-------- Page excerpt

Bitcoin Price Forecast – BTC-USD Tests $65K as Bears Target $62K–$58K Zone

Bitcoin Price Forecast – BTC-USD Tests $65K as Bears Target $62K–$58K Zone

BTC-USD hovers near $66K after a drop below $65K as Trump’s 15% global tariffs, heavy whale deposits to exchanges and weaker ETF flows drive a bearish setup | That's TradingNEWS

TradingNEWS Archive 2/23/2026 12:03:39 PM
Crypto BTC/USD BTC USD

Bitcoin (BTC-USD) under pressure after tariff shock

Six-week slump, deep drawdown from the $126,200 peak

Bitcoin (BTC-USD) is now trading around $65,800–$66,100, having briefly broken down to the $64,200–$64,400 zone in the last 24 hours. The latest slide wiped out more than 5% in a couple of hours on Sunday evening, taking price from the $67,000 region to below $65,000 before an intraday bounce. From the October peak near $126,200, the drawdown is close to 50%, and the structure is no longer a shallow correction. BTC has just logged six consecutive negative weekly closes, six straight closes below its 100-week moving average, and three weekly closes under the 2021 high. The market has moved from euphoria to repair mode.

----------------
-------- Extracted information

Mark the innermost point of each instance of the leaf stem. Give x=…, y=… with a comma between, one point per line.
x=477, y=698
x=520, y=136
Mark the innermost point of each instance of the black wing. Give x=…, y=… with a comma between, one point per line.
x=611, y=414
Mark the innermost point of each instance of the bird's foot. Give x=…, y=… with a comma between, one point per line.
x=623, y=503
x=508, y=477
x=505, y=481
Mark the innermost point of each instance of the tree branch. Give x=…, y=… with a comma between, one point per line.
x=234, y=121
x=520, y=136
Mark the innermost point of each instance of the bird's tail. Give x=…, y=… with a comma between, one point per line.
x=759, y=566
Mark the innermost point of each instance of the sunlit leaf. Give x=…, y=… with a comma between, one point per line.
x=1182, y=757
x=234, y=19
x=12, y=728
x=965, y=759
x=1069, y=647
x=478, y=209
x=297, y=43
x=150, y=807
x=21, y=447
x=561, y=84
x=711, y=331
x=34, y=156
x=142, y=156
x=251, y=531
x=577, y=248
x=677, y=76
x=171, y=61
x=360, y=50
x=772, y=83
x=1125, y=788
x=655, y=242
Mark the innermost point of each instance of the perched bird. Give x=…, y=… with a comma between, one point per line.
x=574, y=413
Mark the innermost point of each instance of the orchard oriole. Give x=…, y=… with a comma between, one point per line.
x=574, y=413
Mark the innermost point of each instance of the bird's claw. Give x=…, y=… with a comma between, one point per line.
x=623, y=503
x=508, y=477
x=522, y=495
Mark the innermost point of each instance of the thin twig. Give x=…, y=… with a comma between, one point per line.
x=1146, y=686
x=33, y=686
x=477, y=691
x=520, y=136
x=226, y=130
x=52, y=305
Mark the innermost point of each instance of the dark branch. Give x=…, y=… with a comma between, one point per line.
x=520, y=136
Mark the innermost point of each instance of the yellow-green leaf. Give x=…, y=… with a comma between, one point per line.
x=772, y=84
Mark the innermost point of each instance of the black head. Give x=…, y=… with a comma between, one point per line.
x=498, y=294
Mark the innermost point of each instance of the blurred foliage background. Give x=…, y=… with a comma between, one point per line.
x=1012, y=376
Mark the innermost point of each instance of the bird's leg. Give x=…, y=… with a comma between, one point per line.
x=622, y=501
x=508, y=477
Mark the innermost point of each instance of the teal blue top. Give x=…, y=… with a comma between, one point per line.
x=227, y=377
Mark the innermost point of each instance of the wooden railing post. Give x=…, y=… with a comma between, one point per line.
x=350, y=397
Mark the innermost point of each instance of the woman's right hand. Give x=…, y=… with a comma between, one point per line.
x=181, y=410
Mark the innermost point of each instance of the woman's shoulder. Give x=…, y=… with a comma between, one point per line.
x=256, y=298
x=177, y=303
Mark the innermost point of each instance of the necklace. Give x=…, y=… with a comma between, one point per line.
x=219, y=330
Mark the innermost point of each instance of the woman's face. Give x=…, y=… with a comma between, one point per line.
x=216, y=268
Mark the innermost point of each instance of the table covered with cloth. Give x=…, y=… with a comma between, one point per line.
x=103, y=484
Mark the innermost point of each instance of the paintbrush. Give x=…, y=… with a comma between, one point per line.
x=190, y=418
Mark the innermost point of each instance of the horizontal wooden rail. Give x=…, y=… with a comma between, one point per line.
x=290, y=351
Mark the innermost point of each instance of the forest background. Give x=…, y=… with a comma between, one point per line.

----------------

Given exercise: Could you continue the Bitcoin price forecast above, picking up after its last sentence?

Reply:
Short-term volatility confirms that shift. Day ranges are wide: one session saw a high near $67,656 and a low around $64,299, a move similar to a 14-day ATR near $3,778. Market cap still sits near $1.35 trillion, but price action is now dominated by liquidity pockets. When bids thin out, price gaps lower quickly and then chops around $65,000–$66,000 instead of trending cleanly.

Whale flows, ETF rotation and “insider-style” accumulation

On-chain data shows large BTC-USD holders pressing the sell button. The exchange whale ratio has risen to about 0.64, the highest reading since 2015, meaning big wallets drive most deposits. The average bitcoin deposit size has climbed to roughly 1.58 BTC, the largest since June 2022. Even though seven-day average inflows have dropped about 60% from the early-February spike to around 23,000 BTC, the mix of high whale share and still-elevated absolute inflow is classic distribution: major holders are sending coins to exchanges to offload into weakness.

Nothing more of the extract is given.